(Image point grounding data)
Start of Block

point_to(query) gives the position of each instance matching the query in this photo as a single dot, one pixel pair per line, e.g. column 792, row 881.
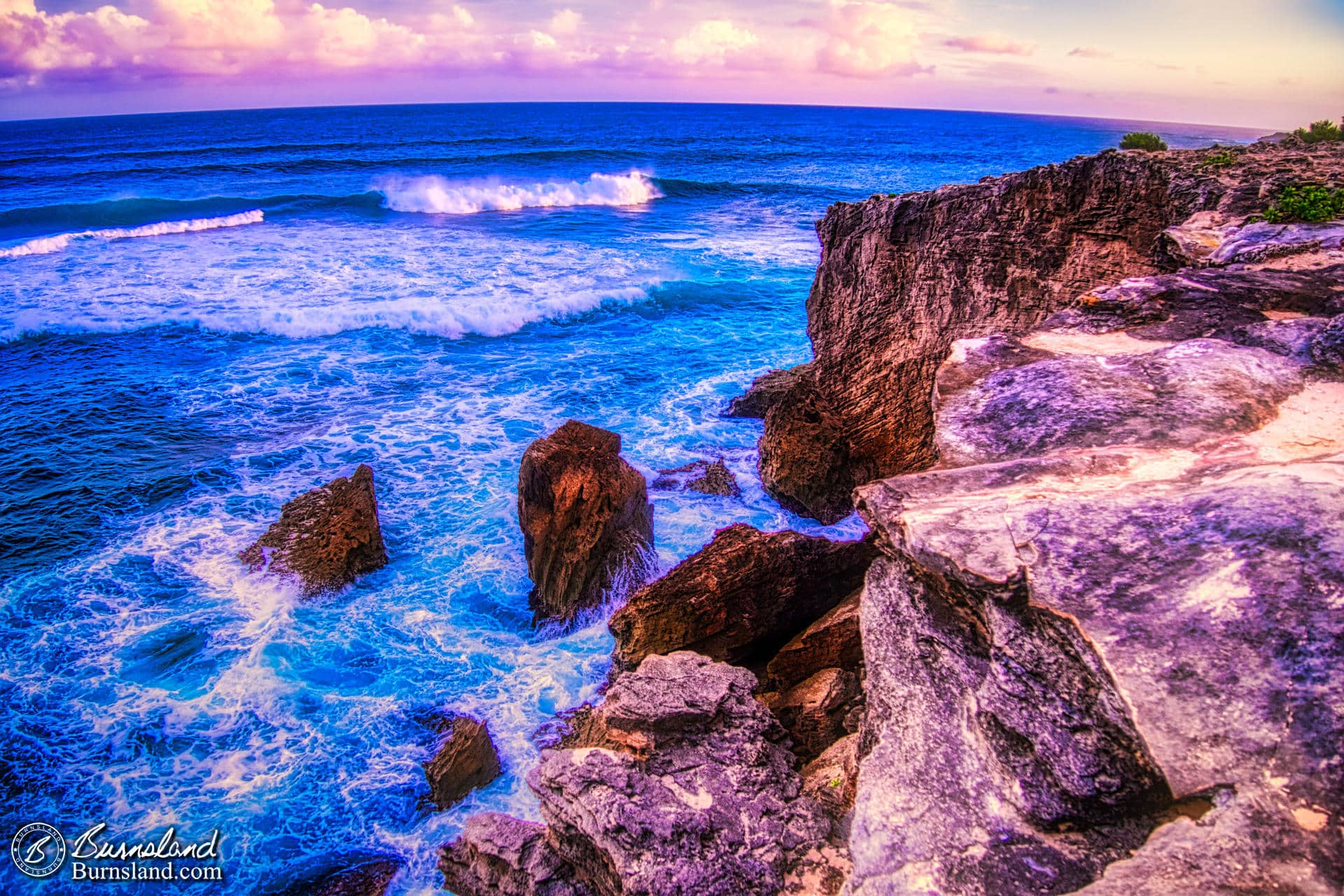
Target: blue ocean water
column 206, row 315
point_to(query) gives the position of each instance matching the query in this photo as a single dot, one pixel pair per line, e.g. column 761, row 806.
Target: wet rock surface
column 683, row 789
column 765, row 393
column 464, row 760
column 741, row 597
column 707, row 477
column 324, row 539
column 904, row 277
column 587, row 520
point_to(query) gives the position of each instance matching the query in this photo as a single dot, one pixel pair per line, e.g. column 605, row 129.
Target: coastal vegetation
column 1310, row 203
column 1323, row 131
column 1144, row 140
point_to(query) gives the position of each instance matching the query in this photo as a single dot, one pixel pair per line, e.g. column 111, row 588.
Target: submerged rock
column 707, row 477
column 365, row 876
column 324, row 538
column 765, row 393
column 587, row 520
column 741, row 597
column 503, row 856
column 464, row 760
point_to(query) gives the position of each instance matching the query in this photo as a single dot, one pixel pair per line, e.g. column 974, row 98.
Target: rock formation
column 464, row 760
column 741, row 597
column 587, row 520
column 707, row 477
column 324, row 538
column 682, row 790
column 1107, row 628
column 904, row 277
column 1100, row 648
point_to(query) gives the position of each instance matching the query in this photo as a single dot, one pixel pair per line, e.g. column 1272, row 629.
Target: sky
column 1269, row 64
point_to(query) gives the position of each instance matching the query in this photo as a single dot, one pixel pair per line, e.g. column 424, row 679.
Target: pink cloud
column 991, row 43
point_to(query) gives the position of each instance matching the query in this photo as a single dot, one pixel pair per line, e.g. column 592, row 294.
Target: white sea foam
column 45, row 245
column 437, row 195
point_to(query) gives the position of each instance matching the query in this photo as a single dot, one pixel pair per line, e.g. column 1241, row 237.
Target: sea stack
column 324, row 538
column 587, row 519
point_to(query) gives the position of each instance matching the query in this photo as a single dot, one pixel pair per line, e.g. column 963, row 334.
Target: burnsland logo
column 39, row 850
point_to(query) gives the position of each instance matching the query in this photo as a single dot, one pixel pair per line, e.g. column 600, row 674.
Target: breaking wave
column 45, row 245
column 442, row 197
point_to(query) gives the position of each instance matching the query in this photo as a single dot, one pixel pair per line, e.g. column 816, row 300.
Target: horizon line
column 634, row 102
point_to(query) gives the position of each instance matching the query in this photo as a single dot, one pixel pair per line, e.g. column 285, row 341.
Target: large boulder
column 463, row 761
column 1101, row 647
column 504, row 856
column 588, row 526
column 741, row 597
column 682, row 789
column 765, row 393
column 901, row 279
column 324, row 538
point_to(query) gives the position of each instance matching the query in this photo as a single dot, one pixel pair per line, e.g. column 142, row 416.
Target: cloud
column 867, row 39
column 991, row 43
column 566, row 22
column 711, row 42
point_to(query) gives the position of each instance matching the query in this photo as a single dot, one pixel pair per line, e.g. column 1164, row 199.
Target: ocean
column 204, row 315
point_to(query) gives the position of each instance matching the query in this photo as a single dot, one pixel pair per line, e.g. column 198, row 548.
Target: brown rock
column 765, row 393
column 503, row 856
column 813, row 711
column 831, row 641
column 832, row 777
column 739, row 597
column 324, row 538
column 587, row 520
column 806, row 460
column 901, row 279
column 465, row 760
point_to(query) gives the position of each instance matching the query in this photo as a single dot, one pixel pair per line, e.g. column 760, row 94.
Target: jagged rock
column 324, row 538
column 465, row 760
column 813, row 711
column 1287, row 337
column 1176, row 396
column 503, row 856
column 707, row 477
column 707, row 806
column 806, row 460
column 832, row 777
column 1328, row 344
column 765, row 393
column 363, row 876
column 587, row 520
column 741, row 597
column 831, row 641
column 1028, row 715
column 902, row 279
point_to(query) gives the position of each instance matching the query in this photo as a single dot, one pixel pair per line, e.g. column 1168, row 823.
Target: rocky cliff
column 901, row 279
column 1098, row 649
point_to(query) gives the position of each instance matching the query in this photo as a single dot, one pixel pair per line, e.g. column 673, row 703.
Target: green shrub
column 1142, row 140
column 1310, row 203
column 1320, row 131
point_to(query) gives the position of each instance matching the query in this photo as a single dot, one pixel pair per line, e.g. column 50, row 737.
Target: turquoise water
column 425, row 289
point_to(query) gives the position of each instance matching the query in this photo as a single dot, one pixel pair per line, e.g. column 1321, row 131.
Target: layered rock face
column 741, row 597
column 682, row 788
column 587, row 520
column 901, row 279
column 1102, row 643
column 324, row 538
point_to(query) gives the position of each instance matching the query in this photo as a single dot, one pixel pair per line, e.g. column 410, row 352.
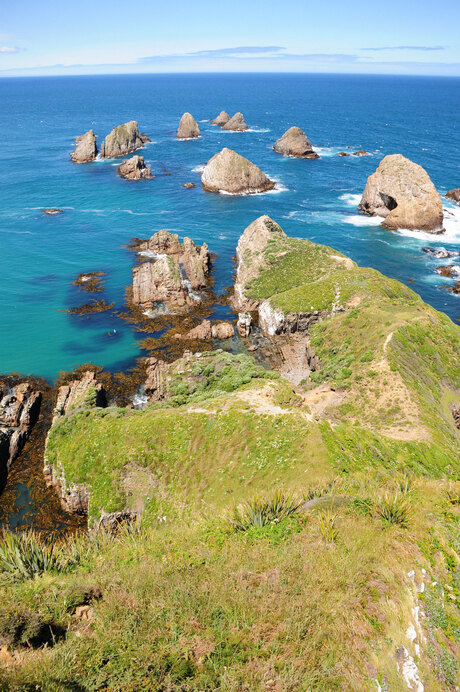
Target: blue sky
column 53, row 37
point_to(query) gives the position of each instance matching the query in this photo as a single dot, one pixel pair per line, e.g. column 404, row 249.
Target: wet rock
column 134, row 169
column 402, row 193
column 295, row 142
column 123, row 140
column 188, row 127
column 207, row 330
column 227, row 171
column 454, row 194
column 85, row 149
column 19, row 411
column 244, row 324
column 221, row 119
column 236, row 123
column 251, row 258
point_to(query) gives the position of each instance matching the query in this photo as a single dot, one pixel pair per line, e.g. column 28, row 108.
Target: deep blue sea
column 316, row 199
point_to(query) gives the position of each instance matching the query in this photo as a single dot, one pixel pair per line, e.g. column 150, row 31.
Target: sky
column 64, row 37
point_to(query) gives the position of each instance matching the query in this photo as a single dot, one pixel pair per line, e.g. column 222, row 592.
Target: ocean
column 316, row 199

End of Block
Start of Block

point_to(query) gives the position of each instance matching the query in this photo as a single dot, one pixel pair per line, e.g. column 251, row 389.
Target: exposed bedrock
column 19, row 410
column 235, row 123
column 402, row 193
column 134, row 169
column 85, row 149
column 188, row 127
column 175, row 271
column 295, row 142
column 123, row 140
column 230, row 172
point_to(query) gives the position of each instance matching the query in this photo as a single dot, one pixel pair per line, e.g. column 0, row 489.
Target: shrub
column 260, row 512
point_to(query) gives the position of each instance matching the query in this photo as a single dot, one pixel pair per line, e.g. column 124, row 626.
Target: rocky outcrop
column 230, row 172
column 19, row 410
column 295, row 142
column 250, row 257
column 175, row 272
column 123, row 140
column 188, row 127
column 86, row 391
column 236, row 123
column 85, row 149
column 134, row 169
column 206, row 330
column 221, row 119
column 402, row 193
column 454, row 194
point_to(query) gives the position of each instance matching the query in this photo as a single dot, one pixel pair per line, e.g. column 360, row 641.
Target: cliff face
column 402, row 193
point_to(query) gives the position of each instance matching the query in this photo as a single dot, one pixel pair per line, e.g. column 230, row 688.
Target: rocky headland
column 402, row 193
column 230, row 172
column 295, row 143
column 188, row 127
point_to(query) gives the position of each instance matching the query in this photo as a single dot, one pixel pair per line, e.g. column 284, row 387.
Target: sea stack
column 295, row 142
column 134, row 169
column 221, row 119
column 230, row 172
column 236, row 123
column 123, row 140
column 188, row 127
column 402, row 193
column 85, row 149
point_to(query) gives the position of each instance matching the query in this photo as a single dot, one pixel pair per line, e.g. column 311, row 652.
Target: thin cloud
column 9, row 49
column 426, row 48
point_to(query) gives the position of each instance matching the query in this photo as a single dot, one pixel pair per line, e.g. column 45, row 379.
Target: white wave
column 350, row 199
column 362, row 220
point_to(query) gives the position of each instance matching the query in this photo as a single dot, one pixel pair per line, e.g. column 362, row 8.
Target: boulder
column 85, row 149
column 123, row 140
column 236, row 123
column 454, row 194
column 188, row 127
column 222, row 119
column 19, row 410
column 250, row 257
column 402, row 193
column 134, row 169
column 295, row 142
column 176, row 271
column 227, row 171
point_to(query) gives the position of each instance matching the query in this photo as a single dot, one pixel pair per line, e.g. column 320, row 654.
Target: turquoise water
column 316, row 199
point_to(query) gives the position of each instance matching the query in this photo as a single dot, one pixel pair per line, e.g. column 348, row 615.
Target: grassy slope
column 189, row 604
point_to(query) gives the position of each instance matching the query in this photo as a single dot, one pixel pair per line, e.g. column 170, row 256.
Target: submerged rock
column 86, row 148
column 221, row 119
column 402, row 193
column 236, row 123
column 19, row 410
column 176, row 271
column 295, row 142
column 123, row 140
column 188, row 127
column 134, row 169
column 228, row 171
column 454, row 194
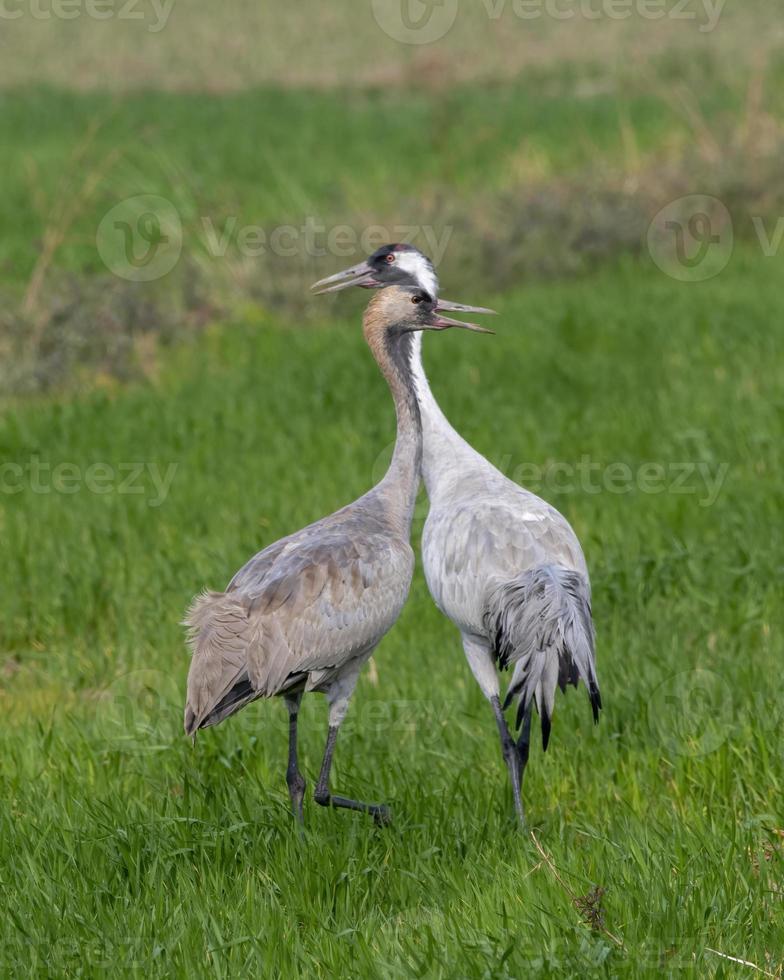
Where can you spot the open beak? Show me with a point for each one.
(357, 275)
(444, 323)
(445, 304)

End of Block

Aim of the task:
Go to the line above holding "792, row 881.", then copy exactly each line down to and including the one holding "761, row 806.", leaving pictures out.

Output for this exercise:
point_to(query) gives the position of each instance matching the query in this photo as a single dot, one pixel pair per line, e.g. column 792, row 881.
Target: blue ocean water
column 206, row 315
point_to(query) gives the position of each instance matching the query in this photo as a single dot, one pixel pair per line, e.g. column 761, row 806.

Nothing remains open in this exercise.